# START OF Text provided

Though the plaintiff’s argument is not especially well presented, her position is not inconsistent. The fact that there is probable cause does not, by itself, relieve police officers of the need to obtain a warrant. Rather, proof of probable cause must be presented to a neutral and detached magistrate in order to secure a warrant. Only in certain circumstances, not present here, are officers with probable cause justified in proceeding with a warrantless search and seizure.

In Coolidge v. New Hampshire, 403 U.S. 443, 446, 91 S.Ct. 2022, 2027, 29 L.Ed.2d 564 (1971), a plurality of the Supreme Court held that to satisfy the requirements of the plain view exception to the warrant requirement, an officer must have justification for the intrusion and must discover the items he is searching for through inadvertence. “But where the discovery is anticipated,” observed Justice Stewart writing for the court, “where the police know in advance the location of the evidence and intend to seize it, the situation is altogether different.” Justice Stewart explained that in such a situation, “the requirement of a warrant to seize imposes no inconvenience whatever, or at least none which is constitutionally cognizable in a legal system that regards warrantless searches as ‘per se unreasonable’ in the absence of ‘exigent circumstances.’ ” Id. at 470-71, 91 S.Ct. at 2040-41 (emphasis in original).

# END OF Text provided

**Your goal**
Can you transcribe the court opinion excerpt above from "Though the plaintiff’s" to "search and seizure."?

# START OF Material shown

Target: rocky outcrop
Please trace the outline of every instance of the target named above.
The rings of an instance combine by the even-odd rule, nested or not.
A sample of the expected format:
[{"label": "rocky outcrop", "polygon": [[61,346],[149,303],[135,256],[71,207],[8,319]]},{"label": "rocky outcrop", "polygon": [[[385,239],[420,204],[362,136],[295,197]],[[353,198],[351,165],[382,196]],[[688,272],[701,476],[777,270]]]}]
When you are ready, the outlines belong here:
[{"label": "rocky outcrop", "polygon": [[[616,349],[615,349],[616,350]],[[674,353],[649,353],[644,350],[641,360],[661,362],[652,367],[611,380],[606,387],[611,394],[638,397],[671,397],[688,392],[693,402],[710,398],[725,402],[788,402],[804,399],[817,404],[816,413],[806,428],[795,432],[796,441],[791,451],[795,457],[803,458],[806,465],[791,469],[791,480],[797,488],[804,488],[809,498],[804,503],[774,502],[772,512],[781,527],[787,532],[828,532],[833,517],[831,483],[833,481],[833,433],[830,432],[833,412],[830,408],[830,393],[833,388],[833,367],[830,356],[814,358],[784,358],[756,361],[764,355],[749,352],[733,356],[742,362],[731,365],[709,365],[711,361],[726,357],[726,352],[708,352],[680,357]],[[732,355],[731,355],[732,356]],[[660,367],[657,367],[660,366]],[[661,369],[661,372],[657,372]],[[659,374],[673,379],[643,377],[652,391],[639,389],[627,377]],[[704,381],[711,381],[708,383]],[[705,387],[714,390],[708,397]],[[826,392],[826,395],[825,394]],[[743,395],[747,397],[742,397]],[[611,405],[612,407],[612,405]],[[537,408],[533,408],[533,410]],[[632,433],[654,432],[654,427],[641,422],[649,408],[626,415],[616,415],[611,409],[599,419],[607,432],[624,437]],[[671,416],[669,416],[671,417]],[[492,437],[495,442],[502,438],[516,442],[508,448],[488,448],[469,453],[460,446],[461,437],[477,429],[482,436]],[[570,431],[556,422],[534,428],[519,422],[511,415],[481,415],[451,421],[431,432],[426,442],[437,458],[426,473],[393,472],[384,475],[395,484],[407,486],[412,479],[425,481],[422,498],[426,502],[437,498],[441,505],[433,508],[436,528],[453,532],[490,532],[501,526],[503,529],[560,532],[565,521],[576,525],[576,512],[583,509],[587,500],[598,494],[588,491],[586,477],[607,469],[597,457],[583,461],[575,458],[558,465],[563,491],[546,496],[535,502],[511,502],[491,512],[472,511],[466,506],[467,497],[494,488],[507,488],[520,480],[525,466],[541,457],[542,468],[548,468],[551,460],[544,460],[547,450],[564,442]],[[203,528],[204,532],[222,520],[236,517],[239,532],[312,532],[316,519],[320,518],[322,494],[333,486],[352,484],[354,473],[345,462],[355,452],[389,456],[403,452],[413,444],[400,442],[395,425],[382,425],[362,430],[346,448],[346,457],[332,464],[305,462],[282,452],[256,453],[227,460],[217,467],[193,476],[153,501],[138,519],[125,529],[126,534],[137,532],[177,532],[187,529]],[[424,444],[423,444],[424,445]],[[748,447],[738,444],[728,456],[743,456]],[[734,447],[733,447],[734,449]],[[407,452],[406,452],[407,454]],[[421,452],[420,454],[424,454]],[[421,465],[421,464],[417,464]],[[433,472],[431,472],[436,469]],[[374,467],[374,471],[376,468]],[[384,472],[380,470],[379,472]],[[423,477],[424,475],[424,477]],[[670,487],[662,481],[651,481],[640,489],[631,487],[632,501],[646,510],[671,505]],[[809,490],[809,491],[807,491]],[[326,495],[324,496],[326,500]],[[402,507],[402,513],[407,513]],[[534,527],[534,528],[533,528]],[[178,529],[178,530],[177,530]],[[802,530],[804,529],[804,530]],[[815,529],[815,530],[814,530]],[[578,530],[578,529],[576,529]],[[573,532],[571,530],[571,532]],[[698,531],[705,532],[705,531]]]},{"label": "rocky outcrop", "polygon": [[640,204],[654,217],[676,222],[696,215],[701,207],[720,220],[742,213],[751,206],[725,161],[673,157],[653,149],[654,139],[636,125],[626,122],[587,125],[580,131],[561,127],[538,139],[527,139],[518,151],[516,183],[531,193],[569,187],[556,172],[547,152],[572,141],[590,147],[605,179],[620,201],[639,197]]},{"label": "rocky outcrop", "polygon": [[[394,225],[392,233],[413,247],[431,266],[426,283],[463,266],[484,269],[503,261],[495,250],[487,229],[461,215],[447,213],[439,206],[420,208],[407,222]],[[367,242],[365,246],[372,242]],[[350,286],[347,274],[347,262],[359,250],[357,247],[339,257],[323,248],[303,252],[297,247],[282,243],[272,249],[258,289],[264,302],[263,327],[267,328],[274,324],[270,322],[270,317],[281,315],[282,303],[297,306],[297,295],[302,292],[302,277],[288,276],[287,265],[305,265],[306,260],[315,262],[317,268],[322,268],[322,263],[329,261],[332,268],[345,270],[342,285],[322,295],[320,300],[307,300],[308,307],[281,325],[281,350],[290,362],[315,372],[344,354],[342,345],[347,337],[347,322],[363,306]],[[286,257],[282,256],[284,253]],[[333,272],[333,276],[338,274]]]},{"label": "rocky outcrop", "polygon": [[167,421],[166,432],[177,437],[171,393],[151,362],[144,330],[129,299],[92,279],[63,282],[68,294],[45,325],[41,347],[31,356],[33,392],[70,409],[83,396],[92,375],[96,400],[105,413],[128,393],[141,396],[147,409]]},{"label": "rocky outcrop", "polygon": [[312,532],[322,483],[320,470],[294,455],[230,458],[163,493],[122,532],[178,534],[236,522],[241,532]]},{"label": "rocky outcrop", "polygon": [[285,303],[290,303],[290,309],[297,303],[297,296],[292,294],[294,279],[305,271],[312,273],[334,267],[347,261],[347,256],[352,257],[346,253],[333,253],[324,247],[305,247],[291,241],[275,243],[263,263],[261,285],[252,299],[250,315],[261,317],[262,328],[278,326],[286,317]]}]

# END OF Material shown

**Response**
Though the plaintiff’s argument is not especially well presented, her position is not inconsistent. The fact that there is probable cause does not, by itself, relieve police officers of the need to obtain a warrant. Rather, proof of probable cause must be presented to a neutral and detached magistrate in order to secure a warrant. Only in certain circumstances, not present here, are officers with probable cause justified in proceeding with a warrantless search and seizure.